### TEXT FOR ANALYSIS
▼▼▼
AMD unveils its first small language model AMD-135M

Equipped with speculative decoding feature

Advanced Micro Devices (AMD) has announced the launch of its first small language model, AMD-135M, specifically tailored for private business deployments.

The new model is part of the renowned Llama family and comes with a speculative decoding feature.

"AMD is excited to release its very first small language model, AMD-135M with Speculative Decoding," the company said in a blog post.

"This work demonstrates the commitment to an open approach to AI which will lead to more inclusive, ethical, and innovative technological progress, helping ensure that its benefits are more widely shared, and its challenges more collaboratively addressed."

AMD's entry into the AI market is marked by a strategic focus on both hardware and software. The company is leveraging its expertise in chip design to develop cutting-edge AI accelerators while simultaneously investing in AI research and development.

AMD recently made headlines with its acquisition of Silo AI, a European AI firm, although it remains unclear whether the development of AMD-135M is directly tied to this acquisition.

The deal, which is still pending approval from various regulatory authorities, could potentially provide AMD with a broader base of AI expertise for future projects.

One of the key features of AMD-135M is its use of speculative decoding, a technique that allows for faster and more efficient token generation during inference.

This method involves introducing a smaller "draft model" that generates multiple potential tokens in a single forward pass. The tokens are then verified or corrected by a larger, more accurate "target model." This significantly improves inference speed and reduces memory access consumption.

AMD says it has demonstrated substantial performance gains using speculative decoding on various AMD platforms, including the Instinct MI250 accelerator and Ryzen AI processors.

The chip maker has released two versions of AMD-135M: the base model and a coding-optimised variant. Both models benefit from speculative decoding technology, resulting in accelerated inference performance.

AMD-Llama-135M was trained from scratch on a massive dataset consisting of 670 billion tokens of general-purpose data. The training process took six days and was powered by four 8-way AMD Instinct MI250-based nodes, which AMD refers to as "four AMD MI250 nodes."
▲▲▲
### YOUR GOAL
From the article on AMD's first small language model, transcribe the passage that begins with the words containing "Equipped with speculative" and ends with "a blog post.". The lines that follow play no part in this work.

### MATERIAL SHOWN
▼▼▼
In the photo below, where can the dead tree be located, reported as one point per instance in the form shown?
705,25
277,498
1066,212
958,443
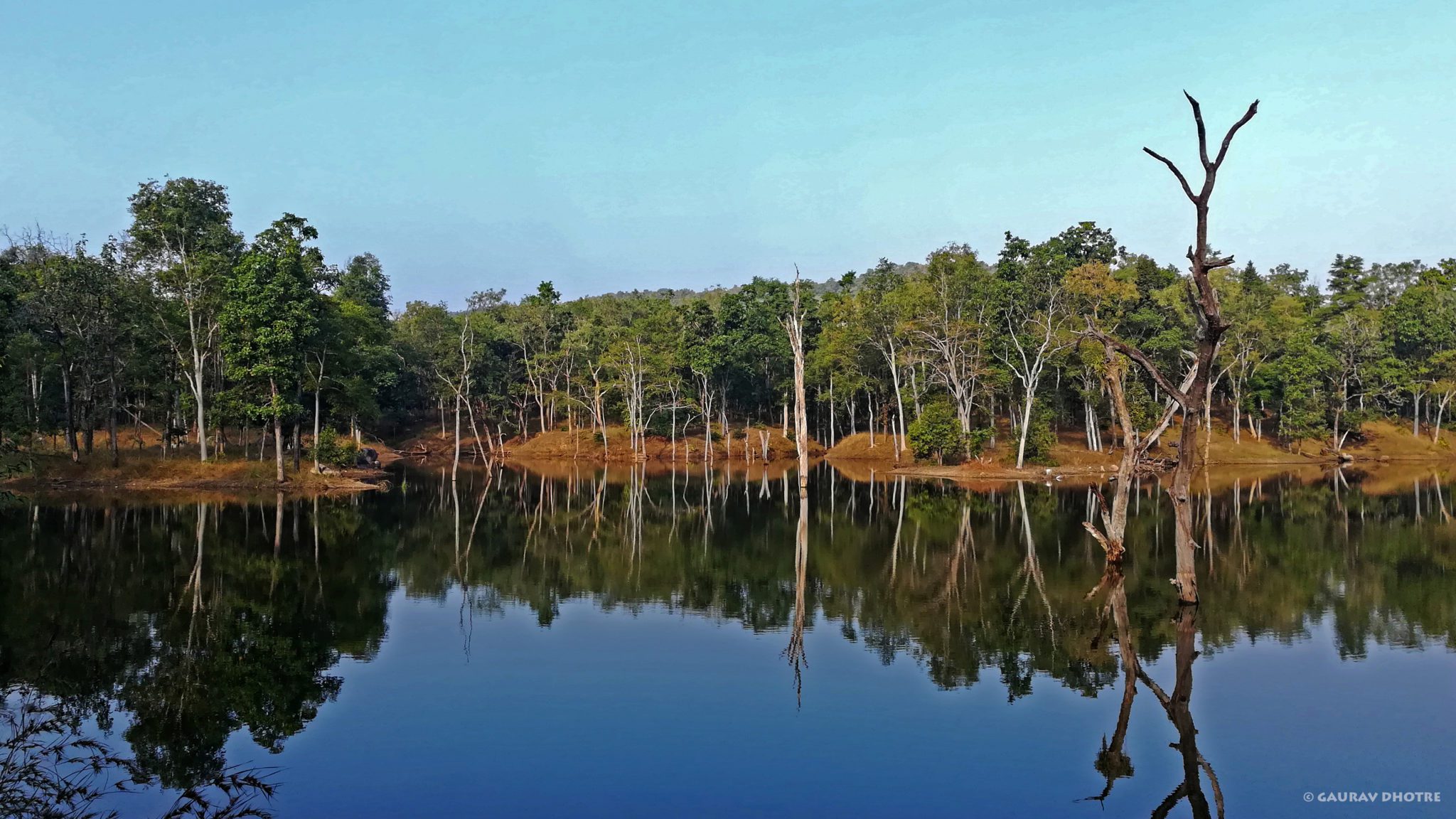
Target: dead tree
▲▲▲
▼▼▼
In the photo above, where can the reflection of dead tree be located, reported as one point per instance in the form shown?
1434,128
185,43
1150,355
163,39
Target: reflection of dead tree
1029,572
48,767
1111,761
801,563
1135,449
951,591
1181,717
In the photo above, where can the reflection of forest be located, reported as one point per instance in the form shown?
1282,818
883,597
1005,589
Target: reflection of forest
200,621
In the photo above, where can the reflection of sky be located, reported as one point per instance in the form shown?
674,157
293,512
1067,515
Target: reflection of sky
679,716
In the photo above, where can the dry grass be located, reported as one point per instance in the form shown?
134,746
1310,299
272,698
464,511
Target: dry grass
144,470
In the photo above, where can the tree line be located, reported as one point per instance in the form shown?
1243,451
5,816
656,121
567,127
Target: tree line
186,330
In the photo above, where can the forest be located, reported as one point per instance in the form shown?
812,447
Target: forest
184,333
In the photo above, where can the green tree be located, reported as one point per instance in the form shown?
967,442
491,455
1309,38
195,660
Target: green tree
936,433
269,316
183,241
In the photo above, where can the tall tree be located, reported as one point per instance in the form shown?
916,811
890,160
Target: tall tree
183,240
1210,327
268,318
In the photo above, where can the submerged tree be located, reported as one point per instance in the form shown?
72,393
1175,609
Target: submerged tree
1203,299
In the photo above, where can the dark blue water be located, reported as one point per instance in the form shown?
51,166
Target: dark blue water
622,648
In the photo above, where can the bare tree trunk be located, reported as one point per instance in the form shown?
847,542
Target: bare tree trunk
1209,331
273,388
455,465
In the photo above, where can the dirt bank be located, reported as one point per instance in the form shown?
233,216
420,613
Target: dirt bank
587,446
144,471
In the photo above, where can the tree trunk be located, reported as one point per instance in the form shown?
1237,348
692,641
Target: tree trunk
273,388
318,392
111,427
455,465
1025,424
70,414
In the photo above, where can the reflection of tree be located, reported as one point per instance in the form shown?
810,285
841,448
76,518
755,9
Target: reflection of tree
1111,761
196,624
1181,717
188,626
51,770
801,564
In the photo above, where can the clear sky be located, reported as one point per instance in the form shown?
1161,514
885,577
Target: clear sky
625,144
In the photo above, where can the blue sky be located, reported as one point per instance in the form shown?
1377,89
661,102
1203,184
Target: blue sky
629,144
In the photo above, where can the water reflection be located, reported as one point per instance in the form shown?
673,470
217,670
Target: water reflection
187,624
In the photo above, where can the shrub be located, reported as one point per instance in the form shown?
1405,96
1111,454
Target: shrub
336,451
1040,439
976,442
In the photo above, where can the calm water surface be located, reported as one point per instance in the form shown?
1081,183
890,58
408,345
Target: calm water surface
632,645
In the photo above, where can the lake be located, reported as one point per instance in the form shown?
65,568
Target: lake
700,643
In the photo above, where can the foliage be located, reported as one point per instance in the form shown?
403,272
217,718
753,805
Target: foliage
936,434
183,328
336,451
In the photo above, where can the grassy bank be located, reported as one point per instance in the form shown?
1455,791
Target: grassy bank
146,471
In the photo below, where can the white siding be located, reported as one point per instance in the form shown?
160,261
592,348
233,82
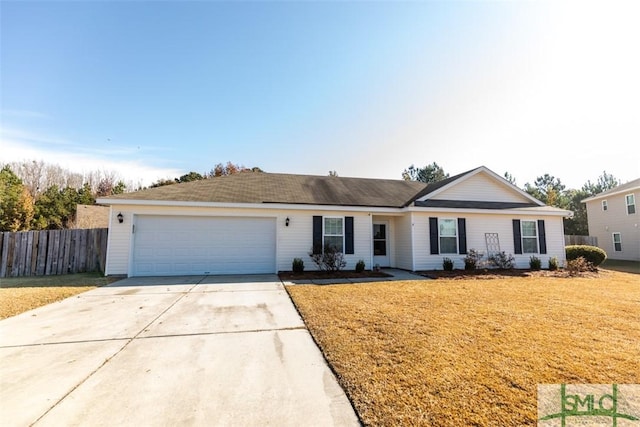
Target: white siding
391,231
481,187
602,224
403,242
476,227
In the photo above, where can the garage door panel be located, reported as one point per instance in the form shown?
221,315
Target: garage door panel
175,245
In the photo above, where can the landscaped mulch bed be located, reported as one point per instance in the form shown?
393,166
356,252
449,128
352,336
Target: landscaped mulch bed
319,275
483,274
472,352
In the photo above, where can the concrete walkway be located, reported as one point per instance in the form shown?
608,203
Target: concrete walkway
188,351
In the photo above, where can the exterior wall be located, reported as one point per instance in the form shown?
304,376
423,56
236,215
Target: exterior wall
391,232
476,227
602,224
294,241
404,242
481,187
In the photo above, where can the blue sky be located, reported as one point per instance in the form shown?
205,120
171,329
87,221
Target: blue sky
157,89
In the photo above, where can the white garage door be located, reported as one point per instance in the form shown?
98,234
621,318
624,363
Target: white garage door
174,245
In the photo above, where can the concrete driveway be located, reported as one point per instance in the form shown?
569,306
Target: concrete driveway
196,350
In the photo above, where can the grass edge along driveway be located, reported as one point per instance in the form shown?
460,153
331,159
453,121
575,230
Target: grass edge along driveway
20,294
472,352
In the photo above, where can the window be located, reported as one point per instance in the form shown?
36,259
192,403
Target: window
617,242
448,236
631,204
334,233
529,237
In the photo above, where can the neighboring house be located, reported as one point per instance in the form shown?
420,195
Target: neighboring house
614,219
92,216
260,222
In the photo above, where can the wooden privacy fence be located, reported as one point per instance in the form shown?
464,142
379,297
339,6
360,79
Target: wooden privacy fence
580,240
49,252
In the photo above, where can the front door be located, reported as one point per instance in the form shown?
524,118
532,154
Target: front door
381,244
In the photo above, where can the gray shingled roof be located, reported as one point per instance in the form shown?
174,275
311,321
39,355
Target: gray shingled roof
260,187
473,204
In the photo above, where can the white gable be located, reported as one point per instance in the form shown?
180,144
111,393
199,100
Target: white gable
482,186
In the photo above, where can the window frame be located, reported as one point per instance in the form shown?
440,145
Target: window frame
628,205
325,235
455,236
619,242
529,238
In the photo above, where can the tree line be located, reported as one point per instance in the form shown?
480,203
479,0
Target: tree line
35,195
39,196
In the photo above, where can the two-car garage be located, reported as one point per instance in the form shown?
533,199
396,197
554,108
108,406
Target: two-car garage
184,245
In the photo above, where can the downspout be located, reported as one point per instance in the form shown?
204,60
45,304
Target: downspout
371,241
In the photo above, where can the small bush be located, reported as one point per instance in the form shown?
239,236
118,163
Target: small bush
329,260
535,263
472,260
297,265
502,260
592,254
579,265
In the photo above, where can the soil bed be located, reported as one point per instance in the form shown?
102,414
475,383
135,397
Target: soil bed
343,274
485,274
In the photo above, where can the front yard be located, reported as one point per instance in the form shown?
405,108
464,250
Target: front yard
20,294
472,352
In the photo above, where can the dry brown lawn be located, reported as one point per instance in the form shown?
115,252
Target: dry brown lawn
▲▲▲
▼▼▼
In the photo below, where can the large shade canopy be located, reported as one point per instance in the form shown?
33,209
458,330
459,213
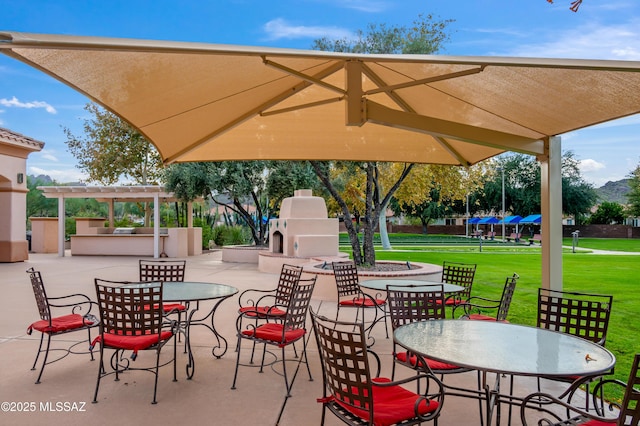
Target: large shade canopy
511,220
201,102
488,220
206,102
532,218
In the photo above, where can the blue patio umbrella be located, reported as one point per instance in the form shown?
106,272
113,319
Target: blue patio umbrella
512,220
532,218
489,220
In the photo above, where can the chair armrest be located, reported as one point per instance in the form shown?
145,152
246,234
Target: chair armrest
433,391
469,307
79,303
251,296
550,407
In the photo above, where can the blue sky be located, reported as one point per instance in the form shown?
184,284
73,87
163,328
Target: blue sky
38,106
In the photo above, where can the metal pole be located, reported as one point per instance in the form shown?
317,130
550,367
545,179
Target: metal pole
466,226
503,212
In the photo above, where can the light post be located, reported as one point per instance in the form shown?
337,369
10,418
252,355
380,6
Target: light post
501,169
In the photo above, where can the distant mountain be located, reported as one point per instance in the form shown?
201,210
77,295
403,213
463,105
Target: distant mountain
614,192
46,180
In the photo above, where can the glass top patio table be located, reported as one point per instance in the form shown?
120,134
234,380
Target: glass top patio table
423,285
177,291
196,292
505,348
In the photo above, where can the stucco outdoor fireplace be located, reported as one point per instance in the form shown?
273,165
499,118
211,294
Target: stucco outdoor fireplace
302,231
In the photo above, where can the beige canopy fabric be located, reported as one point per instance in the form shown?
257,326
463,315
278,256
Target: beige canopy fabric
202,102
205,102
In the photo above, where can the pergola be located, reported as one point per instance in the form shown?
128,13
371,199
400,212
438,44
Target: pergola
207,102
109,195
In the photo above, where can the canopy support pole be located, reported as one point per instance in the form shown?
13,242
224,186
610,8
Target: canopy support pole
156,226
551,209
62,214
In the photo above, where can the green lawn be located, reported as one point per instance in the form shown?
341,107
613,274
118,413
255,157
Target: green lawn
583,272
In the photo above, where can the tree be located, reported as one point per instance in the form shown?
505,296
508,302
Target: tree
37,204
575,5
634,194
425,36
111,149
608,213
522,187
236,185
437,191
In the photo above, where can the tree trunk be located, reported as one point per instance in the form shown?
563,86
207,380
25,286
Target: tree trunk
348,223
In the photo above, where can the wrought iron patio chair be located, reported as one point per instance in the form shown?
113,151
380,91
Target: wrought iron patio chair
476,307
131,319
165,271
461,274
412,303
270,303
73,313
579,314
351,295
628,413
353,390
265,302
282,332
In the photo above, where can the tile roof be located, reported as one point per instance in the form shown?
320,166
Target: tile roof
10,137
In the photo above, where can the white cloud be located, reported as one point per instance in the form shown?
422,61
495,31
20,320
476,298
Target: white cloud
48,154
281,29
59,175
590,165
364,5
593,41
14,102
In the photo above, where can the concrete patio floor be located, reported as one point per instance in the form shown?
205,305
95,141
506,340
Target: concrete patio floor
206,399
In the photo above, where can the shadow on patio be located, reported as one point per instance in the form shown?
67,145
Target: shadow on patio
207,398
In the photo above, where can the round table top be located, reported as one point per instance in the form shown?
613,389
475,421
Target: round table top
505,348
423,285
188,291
▲▲▲
### SOLUTION TO THE PROBLEM
Equipped with speculative decoding feature

Advanced Micro Devices (AMD) has announced the launch of its first small language model, AMD-135M, specifically tailored for private business deployments.

The new model is part of the renowned Llama family and comes with a speculative decoding feature.

"AMD is excited to release its very first small language model, AMD-135M with Speculative Decoding," the company said in a blog post.